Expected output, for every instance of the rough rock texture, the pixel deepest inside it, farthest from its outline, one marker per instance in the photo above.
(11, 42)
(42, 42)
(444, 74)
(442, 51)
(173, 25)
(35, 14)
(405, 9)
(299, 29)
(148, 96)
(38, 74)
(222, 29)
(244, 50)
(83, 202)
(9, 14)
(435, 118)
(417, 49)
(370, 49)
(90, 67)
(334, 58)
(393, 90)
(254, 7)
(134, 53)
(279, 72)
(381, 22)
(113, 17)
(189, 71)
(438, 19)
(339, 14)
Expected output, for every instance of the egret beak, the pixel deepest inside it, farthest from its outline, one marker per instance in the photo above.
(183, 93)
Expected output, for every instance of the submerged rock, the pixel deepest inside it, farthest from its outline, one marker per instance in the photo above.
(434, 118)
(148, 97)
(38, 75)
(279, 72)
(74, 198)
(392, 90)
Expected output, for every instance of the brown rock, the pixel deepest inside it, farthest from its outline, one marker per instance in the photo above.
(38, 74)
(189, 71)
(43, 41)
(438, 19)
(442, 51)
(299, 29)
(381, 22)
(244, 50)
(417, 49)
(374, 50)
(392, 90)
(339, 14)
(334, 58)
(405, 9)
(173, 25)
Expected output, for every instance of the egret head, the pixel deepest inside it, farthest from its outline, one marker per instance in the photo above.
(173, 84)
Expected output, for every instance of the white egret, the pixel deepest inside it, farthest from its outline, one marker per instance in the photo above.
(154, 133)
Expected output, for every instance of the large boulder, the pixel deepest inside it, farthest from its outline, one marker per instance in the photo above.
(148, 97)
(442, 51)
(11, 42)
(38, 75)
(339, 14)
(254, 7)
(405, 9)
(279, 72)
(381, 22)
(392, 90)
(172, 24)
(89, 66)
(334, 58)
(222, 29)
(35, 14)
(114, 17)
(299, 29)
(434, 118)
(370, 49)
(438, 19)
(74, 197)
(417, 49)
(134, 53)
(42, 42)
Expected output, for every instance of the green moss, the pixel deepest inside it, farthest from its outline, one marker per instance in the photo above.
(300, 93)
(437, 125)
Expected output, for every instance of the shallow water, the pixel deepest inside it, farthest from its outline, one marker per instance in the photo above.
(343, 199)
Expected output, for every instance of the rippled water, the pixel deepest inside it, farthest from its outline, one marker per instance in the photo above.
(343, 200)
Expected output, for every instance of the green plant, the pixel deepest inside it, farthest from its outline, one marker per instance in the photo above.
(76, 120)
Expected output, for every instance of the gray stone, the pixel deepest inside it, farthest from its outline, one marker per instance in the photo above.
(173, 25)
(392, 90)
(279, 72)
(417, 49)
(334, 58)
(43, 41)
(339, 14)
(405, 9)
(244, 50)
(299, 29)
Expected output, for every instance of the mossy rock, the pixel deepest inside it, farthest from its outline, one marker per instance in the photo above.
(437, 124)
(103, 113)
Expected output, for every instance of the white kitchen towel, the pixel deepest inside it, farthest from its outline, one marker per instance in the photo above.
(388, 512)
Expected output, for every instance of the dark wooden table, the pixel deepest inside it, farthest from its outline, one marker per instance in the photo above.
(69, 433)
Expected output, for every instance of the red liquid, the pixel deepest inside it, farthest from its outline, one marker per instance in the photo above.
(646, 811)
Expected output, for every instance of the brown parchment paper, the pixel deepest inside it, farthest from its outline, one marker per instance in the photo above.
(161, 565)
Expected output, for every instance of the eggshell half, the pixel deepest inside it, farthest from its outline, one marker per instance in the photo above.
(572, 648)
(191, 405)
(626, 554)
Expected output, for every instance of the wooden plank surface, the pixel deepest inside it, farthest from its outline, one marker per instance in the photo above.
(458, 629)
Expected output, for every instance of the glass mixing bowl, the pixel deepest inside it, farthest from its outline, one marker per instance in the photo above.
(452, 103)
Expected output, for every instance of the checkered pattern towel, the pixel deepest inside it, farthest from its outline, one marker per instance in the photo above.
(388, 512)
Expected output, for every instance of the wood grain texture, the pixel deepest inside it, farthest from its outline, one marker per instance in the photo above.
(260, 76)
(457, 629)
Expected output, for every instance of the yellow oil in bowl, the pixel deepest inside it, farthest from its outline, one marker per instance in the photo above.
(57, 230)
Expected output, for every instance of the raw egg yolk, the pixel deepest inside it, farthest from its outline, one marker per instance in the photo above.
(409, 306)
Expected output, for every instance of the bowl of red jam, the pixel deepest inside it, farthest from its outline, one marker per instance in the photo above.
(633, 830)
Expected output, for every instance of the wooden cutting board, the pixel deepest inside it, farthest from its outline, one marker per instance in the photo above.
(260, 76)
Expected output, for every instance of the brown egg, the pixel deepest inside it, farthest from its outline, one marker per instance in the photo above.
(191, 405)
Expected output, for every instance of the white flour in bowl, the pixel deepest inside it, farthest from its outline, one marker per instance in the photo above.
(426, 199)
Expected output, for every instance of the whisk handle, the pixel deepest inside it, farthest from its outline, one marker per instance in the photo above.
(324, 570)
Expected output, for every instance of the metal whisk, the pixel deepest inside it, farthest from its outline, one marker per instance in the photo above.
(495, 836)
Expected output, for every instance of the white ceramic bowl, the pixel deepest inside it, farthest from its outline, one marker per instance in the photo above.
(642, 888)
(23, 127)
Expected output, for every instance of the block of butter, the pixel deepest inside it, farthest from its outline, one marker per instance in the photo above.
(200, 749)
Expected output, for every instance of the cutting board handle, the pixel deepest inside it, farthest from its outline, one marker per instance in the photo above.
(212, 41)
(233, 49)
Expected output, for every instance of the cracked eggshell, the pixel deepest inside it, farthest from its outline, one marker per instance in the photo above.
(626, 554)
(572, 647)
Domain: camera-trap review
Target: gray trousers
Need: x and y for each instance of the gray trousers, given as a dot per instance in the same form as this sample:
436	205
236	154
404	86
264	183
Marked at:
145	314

..............................

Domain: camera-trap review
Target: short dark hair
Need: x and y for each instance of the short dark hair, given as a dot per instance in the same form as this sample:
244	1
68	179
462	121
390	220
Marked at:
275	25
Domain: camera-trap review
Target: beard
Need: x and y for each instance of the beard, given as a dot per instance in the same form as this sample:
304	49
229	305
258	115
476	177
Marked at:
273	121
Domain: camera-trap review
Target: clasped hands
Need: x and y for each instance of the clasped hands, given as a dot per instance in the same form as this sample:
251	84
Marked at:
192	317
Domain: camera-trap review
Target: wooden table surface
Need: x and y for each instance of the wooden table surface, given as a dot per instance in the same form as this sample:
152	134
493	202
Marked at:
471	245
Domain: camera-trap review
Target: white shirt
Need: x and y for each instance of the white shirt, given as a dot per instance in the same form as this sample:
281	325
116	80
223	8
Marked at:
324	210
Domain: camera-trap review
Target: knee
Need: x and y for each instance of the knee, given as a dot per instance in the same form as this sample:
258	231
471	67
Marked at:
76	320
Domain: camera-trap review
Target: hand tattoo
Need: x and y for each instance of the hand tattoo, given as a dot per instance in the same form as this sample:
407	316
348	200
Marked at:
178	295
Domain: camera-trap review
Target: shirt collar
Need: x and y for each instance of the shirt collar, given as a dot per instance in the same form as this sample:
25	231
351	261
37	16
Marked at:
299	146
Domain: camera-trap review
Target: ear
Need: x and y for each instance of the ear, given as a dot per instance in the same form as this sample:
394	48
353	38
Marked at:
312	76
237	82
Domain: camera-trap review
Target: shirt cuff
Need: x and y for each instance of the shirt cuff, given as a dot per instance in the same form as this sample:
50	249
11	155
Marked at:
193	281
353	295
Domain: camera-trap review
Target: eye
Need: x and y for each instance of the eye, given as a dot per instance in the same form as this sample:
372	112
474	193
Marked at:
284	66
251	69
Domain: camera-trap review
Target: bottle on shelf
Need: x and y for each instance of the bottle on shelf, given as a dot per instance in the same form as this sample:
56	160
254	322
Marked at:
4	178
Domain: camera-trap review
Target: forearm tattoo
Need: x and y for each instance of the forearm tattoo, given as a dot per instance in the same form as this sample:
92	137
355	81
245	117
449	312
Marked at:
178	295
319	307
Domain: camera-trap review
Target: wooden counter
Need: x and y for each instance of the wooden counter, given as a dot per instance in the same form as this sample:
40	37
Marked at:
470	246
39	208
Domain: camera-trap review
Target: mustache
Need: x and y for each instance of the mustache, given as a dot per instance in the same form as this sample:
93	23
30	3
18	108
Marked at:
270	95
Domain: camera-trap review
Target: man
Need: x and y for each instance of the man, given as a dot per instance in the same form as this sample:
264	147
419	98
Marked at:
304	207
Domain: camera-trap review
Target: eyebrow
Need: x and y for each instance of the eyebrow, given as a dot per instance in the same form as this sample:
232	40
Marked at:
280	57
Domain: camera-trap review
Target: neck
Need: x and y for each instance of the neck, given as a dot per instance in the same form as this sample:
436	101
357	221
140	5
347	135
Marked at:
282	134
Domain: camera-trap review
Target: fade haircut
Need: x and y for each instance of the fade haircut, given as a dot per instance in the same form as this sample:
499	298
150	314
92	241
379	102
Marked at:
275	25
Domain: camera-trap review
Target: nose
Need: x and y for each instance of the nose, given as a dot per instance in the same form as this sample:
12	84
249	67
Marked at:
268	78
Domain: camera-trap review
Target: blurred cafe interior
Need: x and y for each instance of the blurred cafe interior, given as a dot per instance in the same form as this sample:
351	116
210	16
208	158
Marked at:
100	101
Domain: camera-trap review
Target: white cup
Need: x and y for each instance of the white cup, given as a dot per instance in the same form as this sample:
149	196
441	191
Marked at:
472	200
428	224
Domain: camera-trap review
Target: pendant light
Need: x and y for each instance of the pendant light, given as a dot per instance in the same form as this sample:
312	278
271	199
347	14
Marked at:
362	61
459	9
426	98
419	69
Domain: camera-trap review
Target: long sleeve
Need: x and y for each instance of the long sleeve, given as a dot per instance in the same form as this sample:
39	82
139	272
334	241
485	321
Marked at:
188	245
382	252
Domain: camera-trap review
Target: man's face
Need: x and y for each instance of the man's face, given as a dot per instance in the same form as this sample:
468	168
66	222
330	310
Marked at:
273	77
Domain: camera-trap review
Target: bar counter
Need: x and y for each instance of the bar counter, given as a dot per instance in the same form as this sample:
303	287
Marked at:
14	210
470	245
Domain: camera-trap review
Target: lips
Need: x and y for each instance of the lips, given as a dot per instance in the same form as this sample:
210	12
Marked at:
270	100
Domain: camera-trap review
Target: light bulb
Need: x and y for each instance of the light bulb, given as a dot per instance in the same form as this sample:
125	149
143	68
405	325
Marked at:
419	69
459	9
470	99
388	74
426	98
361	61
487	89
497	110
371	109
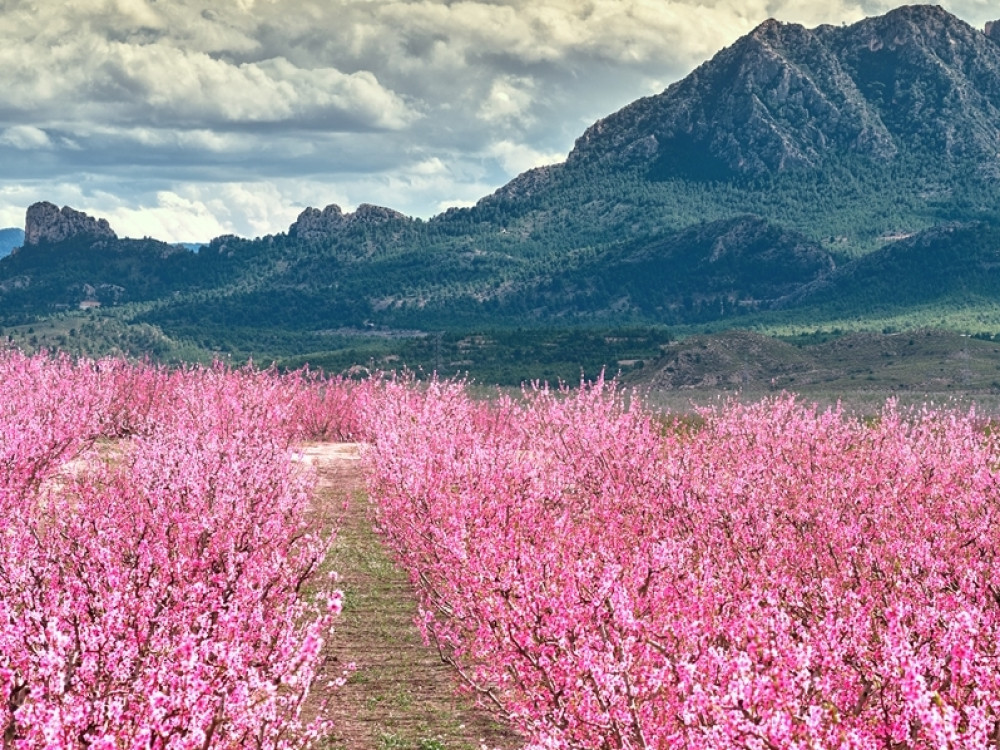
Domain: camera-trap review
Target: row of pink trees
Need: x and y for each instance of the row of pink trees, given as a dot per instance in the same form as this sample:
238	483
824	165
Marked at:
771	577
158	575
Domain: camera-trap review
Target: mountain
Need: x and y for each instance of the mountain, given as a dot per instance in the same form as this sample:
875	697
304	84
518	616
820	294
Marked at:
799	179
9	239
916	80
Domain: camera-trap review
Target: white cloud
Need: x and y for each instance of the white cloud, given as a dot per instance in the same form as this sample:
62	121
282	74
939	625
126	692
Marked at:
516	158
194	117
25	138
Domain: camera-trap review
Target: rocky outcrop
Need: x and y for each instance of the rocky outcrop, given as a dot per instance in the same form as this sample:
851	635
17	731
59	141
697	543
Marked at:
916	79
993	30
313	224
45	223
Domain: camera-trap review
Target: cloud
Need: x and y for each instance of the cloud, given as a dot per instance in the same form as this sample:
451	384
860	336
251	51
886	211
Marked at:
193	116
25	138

..............................

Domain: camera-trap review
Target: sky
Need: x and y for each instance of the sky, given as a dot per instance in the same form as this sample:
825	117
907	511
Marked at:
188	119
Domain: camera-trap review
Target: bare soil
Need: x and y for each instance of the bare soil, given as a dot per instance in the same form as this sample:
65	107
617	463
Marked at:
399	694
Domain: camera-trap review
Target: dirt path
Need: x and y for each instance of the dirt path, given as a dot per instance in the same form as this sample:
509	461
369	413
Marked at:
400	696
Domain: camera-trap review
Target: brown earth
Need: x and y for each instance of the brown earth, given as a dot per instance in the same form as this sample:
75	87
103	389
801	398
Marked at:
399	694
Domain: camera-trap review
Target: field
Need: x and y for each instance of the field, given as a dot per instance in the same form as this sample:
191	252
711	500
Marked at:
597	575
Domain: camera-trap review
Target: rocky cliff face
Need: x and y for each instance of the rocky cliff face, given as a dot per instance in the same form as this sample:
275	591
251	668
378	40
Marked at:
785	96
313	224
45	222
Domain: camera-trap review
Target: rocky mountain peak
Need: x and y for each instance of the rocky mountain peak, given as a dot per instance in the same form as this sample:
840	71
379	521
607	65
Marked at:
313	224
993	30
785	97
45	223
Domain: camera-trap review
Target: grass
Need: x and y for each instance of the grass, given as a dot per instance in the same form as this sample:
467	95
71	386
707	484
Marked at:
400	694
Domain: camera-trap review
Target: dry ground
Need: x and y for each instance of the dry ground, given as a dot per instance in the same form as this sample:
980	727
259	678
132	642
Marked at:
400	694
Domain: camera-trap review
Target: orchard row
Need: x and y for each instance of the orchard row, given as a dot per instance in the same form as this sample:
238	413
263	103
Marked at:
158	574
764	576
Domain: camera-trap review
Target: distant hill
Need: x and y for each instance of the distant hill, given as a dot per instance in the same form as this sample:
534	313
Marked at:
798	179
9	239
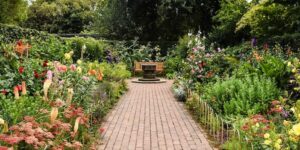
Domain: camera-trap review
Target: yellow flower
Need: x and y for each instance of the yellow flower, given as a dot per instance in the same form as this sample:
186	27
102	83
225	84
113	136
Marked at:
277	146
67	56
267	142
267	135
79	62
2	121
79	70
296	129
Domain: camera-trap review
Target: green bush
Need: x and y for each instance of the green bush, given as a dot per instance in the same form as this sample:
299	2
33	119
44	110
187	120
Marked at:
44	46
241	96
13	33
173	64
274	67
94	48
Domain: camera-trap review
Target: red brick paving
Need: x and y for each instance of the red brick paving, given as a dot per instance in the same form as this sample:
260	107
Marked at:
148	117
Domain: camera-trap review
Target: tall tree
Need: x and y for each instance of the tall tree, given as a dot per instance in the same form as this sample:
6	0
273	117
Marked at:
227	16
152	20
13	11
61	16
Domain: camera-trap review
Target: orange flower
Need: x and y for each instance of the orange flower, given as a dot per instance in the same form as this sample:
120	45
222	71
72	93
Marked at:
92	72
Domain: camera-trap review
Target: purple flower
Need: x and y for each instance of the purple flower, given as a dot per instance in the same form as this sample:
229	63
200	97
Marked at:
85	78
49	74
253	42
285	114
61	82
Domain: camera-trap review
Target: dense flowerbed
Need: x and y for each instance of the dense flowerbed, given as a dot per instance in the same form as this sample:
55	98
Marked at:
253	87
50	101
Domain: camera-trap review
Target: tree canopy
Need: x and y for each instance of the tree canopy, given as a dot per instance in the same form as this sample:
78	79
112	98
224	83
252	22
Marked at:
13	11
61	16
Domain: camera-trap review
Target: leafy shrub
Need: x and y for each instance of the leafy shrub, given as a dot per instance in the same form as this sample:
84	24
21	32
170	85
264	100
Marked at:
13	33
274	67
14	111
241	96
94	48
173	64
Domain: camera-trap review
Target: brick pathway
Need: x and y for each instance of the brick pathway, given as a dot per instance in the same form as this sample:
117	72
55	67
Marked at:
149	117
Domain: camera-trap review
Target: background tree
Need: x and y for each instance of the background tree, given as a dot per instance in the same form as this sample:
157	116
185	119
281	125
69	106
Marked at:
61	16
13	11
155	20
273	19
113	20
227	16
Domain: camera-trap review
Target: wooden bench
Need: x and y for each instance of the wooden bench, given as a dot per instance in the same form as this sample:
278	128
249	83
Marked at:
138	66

..............................

__To do__
Retype word for word everything in the listing above from the line that holds "Target: shirt cuff" down to the line that holds "Target: nose". Keep both end lines and leave out the rest.

__Exercise result__
Target: shirt cuff
Need: x and y for each instance of the shirt cuff, given as a dot per instance in the same form as this sample:
50	249
11	155
Marked at:
193	281
353	295
Domain: camera-trap review
Target: eye
Need: x and y for each instance of the eye, given as a dot per instance in the same form as this sample:
372	112
474	193
Marked at:
284	66
251	69
Domain: camera-trap review
Target: bottle on shelf
Need: x and y for each instance of the bottle on shelf, given as a dot per instance in the same form as this sample:
56	160
254	322
Marked at:
4	178
Domain: camera-trap review
Target: forearm tattoo
Need: x and y for each instance of the forearm tattoo, given as a dot per instance in the same form as this sample:
92	137
355	81
245	117
449	312
Marked at:
178	295
319	307
Domain: camera-trap review
Target: wooden counter
Need: x and y for each instance of the wooden counter, given as a dot per instance in the same form as this sample:
40	37
Marked at:
470	246
39	208
Domain: camera-trap review
Target: mustache
Need: x and y for each instance of the mustache, given as a dot per instance in the same form as this sample:
93	23
30	3
18	108
Marked at:
270	95
Domain: camera-trap review
Target: man
Need: x and y for each instance of the man, given as a dot per instance in the same form as this sample:
264	147
419	98
Marked at:
304	207
Domain: camera-trap review
Target: eyebrow
Need: x and y for each instance of the eyebrow, given as a dot per instance in the same form as this sample:
232	40
Marked at:
280	57
Domain: camera-trap review
Target: neck
Need: x and y for each instance of the neck, given as a dot per instance in the same form as this sample:
436	101
357	221
140	5
347	135
Marked at:
282	134
Domain: camera-trap review
Target: fade haircut
Need: x and y for each instance of the fade haircut, given as a dot per instance in the same form as this sample:
499	298
150	314
92	241
379	102
Marked at:
275	25
Domain: camera-trap review
Target: nose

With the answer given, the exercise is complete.